* _Problem to solve_:
Starting at the line that holds "task | drop a pin on each instance of the dark" and stopping at the line that holds "target | gothic arch", restate the records below word for word, with both of those lines included.

* _Source records_:
=== Section Start ===

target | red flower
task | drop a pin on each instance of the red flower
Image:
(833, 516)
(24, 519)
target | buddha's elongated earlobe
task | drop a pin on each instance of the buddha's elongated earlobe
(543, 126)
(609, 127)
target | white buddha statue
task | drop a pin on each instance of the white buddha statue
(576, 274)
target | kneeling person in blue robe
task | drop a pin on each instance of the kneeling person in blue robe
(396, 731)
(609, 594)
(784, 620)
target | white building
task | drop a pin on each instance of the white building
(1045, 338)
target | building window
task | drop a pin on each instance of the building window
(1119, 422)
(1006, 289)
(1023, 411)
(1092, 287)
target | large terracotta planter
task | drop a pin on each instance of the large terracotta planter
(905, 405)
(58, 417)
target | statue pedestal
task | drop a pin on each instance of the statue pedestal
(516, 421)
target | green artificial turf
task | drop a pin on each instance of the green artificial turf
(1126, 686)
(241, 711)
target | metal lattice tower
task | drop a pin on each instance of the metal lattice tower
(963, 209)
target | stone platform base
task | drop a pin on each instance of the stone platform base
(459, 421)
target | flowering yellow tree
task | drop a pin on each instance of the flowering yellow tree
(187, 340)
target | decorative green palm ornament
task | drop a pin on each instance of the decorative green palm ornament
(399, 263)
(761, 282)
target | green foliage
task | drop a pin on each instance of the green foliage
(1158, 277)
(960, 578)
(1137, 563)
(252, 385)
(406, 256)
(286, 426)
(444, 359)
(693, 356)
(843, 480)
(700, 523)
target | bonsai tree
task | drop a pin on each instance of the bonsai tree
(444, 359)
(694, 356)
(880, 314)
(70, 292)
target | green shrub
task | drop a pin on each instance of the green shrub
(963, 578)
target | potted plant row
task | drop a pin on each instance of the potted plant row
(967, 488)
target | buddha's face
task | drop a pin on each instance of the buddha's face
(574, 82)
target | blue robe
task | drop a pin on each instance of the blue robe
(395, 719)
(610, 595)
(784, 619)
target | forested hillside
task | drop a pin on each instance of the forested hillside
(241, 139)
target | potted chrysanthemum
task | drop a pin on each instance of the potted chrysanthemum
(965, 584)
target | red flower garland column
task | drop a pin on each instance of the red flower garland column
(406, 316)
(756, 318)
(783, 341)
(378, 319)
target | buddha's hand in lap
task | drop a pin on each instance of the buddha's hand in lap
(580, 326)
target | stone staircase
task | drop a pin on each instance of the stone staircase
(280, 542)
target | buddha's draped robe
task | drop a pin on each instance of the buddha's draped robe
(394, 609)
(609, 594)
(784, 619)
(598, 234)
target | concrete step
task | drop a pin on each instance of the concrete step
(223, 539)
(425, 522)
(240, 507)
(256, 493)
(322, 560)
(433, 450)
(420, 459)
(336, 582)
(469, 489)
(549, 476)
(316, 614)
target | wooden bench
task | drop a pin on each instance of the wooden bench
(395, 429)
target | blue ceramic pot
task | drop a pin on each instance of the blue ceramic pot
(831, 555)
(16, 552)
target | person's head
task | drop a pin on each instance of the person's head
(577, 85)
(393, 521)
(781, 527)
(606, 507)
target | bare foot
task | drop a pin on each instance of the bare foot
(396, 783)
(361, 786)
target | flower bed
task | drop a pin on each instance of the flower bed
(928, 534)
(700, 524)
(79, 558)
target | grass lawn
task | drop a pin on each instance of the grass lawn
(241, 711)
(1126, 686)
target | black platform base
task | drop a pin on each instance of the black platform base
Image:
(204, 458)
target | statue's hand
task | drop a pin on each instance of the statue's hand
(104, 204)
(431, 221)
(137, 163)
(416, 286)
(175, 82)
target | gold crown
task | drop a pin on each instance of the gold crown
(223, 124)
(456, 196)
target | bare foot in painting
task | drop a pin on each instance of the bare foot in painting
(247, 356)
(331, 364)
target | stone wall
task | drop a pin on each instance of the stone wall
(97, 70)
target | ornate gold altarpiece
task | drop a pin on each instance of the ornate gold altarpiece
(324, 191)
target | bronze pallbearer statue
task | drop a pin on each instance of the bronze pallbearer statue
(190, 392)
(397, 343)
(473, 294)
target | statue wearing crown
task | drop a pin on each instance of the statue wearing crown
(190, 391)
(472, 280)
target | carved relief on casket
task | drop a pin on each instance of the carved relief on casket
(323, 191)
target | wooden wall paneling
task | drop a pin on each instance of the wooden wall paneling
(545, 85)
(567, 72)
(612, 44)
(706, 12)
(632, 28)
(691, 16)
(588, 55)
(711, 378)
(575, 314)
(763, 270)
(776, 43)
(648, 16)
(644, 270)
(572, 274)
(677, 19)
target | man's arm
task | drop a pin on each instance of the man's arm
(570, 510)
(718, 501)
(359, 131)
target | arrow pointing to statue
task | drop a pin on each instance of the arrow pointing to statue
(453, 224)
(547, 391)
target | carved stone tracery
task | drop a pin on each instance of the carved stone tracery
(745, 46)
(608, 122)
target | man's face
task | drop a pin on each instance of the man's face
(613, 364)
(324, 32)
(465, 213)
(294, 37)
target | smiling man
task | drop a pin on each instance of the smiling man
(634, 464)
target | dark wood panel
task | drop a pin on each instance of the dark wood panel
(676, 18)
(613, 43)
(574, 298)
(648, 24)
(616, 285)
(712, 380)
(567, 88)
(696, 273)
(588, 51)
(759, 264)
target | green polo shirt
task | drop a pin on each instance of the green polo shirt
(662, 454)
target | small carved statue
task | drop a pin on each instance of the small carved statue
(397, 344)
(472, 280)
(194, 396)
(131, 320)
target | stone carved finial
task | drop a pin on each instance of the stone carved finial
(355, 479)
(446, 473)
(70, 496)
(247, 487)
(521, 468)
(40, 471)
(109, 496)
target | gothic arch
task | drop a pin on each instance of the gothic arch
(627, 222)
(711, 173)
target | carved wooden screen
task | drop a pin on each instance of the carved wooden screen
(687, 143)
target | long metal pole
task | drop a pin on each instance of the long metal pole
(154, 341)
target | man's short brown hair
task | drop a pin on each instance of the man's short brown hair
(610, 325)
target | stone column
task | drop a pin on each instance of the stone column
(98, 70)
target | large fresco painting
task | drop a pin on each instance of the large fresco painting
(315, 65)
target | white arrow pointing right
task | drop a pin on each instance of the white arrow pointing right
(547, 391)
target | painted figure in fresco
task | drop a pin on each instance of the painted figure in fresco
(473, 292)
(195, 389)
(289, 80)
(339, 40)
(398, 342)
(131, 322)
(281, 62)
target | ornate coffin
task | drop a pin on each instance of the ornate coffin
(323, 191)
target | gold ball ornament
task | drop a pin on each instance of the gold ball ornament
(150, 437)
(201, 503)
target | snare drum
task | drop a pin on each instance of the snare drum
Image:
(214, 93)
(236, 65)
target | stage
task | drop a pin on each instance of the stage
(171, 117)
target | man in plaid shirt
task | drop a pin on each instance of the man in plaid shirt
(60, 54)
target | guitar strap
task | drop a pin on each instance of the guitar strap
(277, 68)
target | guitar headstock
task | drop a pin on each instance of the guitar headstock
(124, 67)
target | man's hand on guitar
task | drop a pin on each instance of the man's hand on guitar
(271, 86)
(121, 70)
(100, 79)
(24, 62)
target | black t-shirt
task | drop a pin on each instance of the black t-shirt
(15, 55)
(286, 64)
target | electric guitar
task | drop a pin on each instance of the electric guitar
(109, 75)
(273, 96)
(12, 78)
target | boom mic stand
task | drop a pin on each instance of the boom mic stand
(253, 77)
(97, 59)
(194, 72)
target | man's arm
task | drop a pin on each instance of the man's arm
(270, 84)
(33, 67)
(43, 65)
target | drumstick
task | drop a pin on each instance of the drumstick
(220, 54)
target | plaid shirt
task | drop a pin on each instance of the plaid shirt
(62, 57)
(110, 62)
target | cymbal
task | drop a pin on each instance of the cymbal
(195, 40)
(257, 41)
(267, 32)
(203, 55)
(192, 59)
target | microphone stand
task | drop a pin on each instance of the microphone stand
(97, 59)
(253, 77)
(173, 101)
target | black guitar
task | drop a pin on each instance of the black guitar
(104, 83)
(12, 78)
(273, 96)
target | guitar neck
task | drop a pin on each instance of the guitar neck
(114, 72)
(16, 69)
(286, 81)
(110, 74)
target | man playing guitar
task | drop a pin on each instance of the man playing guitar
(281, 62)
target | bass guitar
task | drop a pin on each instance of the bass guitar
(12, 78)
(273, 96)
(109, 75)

=== Section End ===
=== Section Start ===

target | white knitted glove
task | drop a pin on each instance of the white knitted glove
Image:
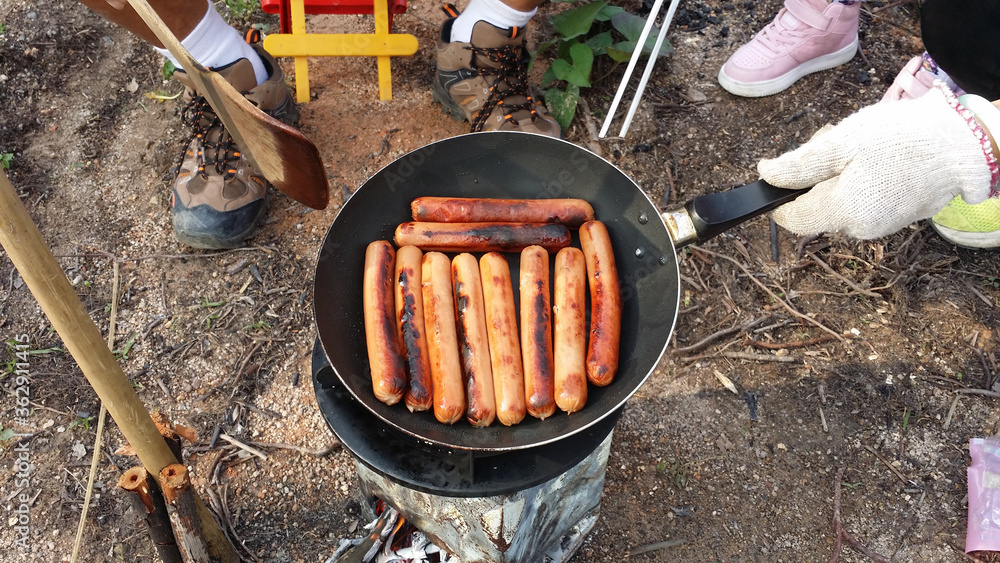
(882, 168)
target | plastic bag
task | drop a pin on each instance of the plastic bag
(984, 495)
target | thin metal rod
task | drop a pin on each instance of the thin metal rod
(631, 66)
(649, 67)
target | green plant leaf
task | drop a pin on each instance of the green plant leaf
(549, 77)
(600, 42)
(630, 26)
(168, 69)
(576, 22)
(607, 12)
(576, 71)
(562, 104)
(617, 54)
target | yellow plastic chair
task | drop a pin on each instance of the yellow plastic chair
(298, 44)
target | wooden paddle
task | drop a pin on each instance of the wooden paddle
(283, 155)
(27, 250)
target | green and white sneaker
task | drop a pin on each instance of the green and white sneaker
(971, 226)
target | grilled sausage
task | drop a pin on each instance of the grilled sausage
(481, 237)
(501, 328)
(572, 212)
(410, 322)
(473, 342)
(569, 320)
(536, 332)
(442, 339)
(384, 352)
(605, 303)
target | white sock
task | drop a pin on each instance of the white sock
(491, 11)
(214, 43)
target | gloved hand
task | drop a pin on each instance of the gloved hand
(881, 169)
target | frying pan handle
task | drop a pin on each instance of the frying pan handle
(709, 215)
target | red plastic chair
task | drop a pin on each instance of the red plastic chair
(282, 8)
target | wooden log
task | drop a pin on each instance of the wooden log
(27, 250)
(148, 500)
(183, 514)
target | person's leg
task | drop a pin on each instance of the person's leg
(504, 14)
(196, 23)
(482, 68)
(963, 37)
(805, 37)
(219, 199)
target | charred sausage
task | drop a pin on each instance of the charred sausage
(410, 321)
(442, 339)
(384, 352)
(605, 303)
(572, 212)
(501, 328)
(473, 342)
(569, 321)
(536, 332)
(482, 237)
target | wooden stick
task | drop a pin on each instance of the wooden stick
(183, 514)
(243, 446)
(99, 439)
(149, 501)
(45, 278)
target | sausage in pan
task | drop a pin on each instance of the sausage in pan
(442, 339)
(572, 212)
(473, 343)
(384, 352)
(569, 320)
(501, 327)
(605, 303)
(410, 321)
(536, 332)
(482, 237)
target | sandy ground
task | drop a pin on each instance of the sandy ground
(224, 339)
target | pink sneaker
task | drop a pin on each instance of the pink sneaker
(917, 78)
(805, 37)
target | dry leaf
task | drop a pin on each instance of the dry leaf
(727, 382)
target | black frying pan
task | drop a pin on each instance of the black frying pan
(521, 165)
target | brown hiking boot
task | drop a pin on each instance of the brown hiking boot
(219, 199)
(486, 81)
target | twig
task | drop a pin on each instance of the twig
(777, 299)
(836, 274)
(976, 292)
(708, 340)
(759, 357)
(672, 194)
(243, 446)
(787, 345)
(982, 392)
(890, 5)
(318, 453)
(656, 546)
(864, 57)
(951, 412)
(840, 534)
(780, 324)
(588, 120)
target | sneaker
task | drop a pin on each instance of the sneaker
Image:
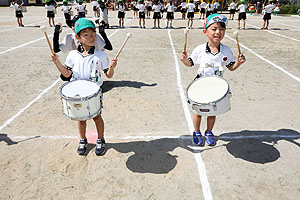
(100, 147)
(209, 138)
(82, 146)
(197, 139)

=== Section End ===

* _Written solution_:
task | drop a pin on each instance of the dark wood panel
(676, 18)
(613, 43)
(574, 298)
(648, 24)
(616, 285)
(712, 380)
(567, 88)
(696, 273)
(588, 51)
(759, 264)
target | green polo shirt
task | drop a pin on each instance of the green polo shirt
(662, 454)
target | small carved statue
task | drop a pin on each instance of the small carved statue
(397, 344)
(472, 280)
(194, 396)
(131, 320)
target | stone carved finial
task | drop a pin on each instance of the stone carved finial
(355, 479)
(446, 473)
(70, 496)
(247, 487)
(521, 468)
(40, 471)
(109, 496)
target | gothic arch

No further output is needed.